Den meisten Afghanen wird vorgeworfen, „hartnäckige Identitätstäuscher“ zu sein. In mindestens zwei bayerischen Fällen treffen diese Kategorien nicht zu.

 

Im Fall S. stellte dies auch das Amtsgericht Bayreuth fest. Es lehnte ab, einem Haftantrag der Ausländerbehörde zuzustimmen, weil nicht einmal die Kategorie „Identitätstäuscher“ zutreffe. Im Gegenteil, die gültige Tazkira (afgh. Identitätspapier) liege der Ausländerbehörde vor. Der junge Mann ist seit mehreren Jahren in Deutschland, spricht gut Deutsch und ist sehr gut integriert.
Im zweiten Fall N. hat der Afghane erst seit Juni eine Duldung und ist ausreisepflichtig. Schon zu Beginn des Asylverfahrens hatte er der Behörde eine Kopie seiner Tazkira vorgelegt. Der Afghane macht überdies eine qualifizierte schulische Ausbildung im hauswirtschaftlichen Sektor.

AUFGABEN:
[A] Zitieren Sie aus dem Lesetext die Stelle von „Im Fall S. stellte“ bis „im hauswirtschaftlichen Sektor.“ wortgetreu.
[B] Entscheiden Sie für jede Aussage, ob sie mit dem Lesetext übereinstimmt, und belegen Sie Ihr Ja oder Nein mit den entscheidenden Worten des Textes als wörtlichem Zitat. (i) Das Amtsgericht Bayreuth stimmte dem Haftantrag der Ausländerbehörde zu. (ii) Im Fall N. legte der Afghane der Behörde schon zu Beginn des Asylverfahrens eine Kopie seiner Tazkira vor. (iii) Im Fall N. hat der Afghane seit mehreren Jahren eine Duldung.
Die Datensätze sind eigenständiges Material und gehören nicht zum Lesetext.

DATENSÄTZE:
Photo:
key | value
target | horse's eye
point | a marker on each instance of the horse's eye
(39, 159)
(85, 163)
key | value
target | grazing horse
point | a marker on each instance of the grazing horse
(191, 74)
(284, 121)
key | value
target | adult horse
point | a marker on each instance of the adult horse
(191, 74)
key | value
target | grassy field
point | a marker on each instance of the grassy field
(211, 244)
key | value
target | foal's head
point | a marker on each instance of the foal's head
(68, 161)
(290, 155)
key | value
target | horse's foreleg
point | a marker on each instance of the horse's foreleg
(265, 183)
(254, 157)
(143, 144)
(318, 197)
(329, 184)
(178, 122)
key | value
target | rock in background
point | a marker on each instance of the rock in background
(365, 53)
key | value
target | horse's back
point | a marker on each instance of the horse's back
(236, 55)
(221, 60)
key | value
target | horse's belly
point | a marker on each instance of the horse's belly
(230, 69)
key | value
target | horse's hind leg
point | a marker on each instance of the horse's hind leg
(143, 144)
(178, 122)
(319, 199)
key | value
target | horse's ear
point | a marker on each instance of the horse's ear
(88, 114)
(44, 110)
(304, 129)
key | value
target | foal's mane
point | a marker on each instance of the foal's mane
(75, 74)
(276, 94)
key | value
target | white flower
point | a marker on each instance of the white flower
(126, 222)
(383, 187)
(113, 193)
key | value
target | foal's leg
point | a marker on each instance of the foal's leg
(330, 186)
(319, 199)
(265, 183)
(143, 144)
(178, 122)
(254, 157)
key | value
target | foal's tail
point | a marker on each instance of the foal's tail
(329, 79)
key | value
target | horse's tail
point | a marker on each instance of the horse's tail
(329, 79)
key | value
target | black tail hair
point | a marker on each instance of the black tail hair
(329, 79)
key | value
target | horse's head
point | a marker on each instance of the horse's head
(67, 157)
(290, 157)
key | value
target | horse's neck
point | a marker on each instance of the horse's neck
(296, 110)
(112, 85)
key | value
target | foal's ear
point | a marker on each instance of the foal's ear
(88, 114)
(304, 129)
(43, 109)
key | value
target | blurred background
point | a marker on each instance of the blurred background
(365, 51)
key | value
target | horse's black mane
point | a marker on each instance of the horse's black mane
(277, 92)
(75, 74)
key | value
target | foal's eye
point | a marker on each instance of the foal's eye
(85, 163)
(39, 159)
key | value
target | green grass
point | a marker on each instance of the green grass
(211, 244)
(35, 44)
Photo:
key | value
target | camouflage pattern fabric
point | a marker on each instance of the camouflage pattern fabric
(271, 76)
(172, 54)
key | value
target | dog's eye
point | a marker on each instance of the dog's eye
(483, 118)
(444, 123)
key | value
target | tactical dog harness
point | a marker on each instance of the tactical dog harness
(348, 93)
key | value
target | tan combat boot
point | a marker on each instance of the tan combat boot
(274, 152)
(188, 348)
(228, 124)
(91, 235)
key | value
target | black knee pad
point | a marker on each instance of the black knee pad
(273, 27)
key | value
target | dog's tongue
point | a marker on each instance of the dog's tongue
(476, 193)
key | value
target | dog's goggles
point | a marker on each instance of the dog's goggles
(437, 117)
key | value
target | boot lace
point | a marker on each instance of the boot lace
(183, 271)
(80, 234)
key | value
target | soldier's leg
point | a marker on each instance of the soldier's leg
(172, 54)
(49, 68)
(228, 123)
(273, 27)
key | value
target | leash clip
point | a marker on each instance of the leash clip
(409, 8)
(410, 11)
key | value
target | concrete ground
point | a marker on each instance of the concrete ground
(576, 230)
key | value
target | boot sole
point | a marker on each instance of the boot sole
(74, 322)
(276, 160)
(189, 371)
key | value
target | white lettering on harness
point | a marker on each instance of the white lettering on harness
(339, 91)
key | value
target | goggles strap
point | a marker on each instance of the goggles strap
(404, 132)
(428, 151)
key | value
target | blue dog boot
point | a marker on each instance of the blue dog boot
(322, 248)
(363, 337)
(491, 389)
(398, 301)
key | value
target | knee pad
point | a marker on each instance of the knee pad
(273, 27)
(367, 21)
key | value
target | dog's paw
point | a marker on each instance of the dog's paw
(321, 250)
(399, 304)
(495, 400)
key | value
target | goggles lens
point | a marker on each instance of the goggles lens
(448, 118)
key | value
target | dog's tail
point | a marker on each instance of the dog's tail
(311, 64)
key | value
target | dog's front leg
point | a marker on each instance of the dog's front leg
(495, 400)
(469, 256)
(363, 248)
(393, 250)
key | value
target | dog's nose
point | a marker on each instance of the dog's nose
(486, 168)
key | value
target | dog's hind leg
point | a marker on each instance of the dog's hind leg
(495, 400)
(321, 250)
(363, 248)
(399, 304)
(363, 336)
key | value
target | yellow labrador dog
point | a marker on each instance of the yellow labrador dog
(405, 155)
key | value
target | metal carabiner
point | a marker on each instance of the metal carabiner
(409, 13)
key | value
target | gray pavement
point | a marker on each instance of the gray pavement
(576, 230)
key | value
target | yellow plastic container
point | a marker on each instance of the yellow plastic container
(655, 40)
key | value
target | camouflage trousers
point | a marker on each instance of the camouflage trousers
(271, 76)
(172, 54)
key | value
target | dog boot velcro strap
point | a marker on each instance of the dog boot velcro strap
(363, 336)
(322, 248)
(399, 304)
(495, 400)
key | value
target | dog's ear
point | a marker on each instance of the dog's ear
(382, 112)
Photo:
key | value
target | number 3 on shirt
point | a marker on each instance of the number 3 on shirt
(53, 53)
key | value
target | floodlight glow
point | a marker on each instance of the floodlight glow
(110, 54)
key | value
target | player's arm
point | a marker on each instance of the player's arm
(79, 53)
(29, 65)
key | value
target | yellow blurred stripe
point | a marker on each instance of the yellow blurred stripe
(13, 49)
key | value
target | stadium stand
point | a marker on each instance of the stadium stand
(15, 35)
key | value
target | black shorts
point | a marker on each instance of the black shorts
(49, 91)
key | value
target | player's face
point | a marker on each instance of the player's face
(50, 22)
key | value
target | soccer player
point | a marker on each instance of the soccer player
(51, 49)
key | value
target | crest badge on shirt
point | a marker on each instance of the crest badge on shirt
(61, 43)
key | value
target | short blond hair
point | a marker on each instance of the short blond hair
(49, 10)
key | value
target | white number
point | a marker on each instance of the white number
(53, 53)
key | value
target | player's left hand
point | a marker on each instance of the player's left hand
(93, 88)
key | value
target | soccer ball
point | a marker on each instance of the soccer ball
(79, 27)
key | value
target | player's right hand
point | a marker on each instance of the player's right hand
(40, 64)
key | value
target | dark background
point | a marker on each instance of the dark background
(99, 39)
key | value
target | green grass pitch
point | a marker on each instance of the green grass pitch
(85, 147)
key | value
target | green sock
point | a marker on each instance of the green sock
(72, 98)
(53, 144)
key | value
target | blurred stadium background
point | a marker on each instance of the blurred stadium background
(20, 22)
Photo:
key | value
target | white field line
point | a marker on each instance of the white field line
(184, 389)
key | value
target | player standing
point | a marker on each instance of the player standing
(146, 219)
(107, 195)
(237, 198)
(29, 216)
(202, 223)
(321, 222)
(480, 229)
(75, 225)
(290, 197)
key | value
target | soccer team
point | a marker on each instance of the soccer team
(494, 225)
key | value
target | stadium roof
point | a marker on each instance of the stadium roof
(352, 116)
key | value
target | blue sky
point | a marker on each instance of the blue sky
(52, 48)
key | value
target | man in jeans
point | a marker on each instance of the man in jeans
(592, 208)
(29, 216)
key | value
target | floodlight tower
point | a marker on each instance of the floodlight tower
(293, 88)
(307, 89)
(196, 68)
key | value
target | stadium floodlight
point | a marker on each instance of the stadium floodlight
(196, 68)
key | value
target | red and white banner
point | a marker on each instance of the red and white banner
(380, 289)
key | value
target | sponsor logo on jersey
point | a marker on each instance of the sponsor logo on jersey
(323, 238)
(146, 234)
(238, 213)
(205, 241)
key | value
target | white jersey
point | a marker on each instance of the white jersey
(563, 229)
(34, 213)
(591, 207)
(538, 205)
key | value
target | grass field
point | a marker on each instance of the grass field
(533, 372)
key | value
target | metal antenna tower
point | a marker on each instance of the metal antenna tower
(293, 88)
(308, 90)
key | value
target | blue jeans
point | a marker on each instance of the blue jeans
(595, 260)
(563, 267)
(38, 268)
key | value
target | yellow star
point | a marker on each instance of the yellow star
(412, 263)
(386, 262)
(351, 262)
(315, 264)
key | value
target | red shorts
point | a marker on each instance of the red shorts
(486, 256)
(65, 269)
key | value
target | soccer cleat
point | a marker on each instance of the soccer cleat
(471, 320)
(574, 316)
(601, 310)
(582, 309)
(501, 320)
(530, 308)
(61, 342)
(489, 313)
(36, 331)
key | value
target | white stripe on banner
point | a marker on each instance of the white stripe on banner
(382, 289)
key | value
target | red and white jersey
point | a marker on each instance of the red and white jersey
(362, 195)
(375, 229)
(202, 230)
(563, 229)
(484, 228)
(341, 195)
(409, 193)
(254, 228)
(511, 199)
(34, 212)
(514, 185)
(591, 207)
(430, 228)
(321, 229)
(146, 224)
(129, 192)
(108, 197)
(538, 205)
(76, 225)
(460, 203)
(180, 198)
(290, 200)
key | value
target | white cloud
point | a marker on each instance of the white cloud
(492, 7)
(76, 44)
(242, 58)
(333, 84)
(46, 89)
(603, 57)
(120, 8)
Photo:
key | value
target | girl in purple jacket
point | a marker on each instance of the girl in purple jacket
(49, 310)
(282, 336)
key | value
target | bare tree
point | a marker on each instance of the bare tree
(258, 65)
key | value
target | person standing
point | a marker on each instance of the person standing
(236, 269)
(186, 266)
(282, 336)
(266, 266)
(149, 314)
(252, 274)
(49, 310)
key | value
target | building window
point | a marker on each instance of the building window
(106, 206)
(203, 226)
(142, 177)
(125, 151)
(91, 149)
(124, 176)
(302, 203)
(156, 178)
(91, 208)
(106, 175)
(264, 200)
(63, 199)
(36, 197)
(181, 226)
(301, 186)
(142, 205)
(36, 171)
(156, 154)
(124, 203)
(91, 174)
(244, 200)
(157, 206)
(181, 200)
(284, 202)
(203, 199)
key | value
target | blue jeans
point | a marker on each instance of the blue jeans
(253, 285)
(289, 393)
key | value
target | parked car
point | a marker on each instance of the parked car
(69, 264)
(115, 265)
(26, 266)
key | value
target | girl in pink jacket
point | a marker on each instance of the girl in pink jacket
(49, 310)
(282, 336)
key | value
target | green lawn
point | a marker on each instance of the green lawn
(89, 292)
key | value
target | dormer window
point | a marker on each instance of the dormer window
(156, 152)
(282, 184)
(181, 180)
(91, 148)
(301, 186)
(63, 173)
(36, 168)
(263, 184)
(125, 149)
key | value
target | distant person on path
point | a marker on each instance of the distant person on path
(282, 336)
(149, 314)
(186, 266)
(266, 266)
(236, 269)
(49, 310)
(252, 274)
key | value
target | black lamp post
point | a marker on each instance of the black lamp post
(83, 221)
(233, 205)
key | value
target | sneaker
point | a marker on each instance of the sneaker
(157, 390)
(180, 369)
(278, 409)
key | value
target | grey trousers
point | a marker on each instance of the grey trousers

LÖSUNGEN:
[A]
Im Fall S. stellte dies auch das Amtsgericht Bayreuth fest. Es lehnte ab, einem Haftantrag der Ausländerbehörde zuzustimmen, weil nicht einmal die Kategorie „Identitätstäuscher“ zutreffe. Im Gegenteil, die gültige Tazkira (afgh. Identitätspapier) liege der Ausländerbehörde vor. Der junge Mann ist seit mehreren Jahren in Deutschland, spricht gut Deutsch und ist sehr gut integriert.
Im zweiten Fall N. hat der Afghane erst seit Juni eine Duldung und ist ausreisepflichtig. Schon zu Beginn des Asylverfahrens hatte er der Behörde eine Kopie seiner Tazkira vorgelegt. Der Afghane macht überdies eine qualifizierte schulische Ausbildung im hauswirtschaftlichen Sektor.

[B]
(i) Nein: „Es lehnte ab, einem Haftantrag der Ausländerbehörde zuzustimmen“
(ii) Ja: „Schon zu Beginn des Asylverfahrens hatte er der Behörde eine Kopie seiner Tazkira vorgelegt.“
(iii) Nein: „hat der Afghane erst seit Juni eine Duldung“